Supplied material:

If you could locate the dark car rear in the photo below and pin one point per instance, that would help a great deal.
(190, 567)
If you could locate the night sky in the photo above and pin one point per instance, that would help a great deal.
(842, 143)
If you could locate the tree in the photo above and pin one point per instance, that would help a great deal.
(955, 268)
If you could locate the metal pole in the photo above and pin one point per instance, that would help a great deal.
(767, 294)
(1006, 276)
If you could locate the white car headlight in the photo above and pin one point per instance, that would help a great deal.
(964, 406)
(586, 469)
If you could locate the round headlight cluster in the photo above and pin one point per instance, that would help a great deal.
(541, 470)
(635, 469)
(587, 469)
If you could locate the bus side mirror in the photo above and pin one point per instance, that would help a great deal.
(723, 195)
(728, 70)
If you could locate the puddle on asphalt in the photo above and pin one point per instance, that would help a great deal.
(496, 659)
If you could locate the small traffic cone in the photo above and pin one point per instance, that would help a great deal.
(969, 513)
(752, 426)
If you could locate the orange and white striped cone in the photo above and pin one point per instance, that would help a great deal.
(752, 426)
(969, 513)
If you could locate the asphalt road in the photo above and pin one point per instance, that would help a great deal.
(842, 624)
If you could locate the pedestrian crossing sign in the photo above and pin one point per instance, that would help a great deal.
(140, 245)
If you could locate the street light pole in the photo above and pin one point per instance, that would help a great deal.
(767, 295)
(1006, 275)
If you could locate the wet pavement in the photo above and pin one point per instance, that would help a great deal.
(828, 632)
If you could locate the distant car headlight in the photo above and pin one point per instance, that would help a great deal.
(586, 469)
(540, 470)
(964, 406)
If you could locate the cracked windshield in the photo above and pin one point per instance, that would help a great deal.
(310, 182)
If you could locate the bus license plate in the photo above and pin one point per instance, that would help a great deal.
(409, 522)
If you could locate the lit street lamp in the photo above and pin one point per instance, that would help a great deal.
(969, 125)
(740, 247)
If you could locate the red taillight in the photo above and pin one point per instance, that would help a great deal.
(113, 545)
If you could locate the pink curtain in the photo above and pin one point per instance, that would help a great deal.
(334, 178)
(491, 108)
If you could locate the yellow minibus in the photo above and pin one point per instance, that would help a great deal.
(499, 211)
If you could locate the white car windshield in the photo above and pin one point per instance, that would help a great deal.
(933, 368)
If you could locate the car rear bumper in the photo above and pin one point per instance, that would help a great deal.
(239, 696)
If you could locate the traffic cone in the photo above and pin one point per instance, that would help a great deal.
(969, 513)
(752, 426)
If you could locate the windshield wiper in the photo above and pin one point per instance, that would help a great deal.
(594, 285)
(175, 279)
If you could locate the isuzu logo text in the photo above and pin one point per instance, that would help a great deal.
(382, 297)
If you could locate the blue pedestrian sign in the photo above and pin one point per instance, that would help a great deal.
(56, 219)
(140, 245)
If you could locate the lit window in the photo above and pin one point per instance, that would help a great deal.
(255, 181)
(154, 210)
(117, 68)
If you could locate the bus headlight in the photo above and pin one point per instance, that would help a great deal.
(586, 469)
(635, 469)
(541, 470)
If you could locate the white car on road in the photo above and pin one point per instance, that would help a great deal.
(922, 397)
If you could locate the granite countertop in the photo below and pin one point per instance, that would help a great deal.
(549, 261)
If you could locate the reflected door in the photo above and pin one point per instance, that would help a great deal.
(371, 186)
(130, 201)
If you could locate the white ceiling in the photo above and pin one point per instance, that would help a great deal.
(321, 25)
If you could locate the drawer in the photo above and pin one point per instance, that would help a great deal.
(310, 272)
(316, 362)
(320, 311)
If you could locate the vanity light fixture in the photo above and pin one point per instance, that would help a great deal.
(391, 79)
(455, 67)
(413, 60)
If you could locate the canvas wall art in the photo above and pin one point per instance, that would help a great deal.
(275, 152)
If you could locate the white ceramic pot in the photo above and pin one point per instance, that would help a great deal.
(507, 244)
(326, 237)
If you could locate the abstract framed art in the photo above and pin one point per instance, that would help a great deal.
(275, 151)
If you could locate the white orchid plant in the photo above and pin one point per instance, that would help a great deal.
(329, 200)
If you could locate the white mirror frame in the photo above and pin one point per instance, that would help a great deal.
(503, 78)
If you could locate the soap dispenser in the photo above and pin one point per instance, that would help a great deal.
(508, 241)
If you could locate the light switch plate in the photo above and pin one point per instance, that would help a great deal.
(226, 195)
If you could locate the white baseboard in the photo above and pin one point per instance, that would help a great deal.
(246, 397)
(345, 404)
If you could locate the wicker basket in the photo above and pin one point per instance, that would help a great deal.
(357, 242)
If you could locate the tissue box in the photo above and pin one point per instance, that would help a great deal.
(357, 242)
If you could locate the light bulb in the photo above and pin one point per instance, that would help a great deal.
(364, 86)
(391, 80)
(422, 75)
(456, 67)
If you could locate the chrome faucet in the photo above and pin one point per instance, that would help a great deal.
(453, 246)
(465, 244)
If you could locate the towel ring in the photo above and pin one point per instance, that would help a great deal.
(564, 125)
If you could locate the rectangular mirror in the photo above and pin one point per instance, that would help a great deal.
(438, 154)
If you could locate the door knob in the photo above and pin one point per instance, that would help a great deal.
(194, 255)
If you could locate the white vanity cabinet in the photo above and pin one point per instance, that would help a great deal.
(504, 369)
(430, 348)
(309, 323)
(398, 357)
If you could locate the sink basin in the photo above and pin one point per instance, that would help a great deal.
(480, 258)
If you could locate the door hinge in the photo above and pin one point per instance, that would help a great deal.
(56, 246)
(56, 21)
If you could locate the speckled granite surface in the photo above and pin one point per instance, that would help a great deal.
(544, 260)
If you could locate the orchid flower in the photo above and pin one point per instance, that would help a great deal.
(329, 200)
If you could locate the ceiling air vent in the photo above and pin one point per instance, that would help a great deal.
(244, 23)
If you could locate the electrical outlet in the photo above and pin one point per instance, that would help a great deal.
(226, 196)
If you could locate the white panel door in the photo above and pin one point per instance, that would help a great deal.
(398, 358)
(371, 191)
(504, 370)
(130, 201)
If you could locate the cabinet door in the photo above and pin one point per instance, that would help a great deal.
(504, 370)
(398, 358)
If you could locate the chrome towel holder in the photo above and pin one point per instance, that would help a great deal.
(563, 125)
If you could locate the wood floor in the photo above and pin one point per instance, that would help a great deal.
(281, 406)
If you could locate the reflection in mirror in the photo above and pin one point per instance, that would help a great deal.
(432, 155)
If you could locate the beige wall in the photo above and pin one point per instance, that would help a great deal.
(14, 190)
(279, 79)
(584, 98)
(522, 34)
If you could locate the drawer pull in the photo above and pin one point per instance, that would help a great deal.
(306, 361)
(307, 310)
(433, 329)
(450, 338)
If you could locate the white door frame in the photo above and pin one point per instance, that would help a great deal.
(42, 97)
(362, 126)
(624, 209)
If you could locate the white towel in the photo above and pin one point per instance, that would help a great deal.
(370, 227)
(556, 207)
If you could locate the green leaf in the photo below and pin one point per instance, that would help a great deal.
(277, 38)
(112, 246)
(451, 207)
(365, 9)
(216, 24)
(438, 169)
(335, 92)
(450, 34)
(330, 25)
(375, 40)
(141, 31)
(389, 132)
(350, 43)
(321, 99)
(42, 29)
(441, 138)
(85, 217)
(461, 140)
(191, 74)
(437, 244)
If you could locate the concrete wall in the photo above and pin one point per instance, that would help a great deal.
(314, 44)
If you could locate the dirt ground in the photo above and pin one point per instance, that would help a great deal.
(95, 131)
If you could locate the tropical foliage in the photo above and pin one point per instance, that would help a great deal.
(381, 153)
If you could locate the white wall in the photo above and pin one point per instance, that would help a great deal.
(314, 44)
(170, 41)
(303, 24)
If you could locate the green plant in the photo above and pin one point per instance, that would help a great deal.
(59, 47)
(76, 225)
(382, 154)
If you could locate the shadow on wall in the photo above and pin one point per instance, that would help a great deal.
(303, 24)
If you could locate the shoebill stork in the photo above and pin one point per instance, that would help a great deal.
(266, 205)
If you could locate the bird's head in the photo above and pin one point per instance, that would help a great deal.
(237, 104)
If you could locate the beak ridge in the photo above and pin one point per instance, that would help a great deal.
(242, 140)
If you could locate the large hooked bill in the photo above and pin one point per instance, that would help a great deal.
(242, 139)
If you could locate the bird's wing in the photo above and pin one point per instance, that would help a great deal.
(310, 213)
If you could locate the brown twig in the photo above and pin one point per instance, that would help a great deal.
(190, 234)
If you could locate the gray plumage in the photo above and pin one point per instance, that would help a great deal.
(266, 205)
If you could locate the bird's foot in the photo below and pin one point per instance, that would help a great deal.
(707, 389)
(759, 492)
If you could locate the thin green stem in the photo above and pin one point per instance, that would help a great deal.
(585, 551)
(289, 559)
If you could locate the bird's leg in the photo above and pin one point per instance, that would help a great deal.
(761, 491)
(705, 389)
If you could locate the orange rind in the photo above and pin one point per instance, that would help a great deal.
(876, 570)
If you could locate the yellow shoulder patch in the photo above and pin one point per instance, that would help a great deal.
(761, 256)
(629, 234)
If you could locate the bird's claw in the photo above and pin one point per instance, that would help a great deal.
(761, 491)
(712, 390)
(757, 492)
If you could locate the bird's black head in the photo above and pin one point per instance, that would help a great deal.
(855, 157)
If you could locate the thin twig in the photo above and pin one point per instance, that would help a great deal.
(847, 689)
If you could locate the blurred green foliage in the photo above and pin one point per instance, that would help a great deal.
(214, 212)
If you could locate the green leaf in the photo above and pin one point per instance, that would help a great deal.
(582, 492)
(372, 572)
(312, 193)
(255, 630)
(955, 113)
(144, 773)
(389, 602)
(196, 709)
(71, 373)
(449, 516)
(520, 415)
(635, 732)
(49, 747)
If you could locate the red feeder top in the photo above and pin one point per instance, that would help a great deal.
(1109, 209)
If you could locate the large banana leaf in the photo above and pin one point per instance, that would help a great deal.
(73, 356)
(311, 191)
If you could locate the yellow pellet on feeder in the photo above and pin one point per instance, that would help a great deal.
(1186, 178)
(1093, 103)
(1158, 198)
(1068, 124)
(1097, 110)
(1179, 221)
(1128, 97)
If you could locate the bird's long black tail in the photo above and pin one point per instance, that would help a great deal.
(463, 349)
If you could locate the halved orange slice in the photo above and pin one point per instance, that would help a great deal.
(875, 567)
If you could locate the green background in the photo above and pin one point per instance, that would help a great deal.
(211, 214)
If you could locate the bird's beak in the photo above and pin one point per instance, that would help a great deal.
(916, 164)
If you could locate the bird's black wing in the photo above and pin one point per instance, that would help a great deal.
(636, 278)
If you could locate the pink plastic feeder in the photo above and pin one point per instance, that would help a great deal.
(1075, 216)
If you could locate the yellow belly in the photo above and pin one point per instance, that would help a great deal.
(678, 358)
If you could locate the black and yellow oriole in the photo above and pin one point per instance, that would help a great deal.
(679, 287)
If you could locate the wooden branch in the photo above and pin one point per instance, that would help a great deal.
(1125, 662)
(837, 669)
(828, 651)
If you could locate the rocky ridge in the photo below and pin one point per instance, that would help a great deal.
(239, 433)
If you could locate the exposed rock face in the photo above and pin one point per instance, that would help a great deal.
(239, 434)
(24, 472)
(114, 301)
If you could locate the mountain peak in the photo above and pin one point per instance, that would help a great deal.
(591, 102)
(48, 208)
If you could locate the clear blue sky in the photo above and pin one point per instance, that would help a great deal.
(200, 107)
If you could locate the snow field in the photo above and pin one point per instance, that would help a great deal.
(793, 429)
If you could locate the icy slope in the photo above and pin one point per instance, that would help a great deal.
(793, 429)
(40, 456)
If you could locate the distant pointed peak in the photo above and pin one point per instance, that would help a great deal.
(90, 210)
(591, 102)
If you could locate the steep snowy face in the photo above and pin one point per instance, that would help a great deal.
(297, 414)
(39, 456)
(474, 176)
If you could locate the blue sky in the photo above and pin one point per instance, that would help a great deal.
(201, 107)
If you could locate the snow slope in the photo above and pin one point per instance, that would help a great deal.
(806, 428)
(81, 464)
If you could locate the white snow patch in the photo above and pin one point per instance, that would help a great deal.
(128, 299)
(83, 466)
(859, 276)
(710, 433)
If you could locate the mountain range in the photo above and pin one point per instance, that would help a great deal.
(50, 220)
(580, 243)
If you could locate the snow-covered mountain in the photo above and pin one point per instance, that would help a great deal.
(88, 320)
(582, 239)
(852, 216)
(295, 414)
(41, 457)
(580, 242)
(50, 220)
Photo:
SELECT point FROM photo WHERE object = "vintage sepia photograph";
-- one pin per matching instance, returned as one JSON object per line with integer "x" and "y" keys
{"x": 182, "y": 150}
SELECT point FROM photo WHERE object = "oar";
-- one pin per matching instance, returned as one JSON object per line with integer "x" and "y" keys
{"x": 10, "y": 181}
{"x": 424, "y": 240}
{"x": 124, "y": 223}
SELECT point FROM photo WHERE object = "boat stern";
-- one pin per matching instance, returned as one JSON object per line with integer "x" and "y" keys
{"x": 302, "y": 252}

Exercise goal:
Please filter the entries for the word "SELECT" and copy the lines that have it.

Answer to this task:
SELECT point FROM photo WHERE object = "vintage sepia photograph";
SELECT point FROM photo WHERE object = "oar";
SELECT point FROM photo WHERE object = "boat stern";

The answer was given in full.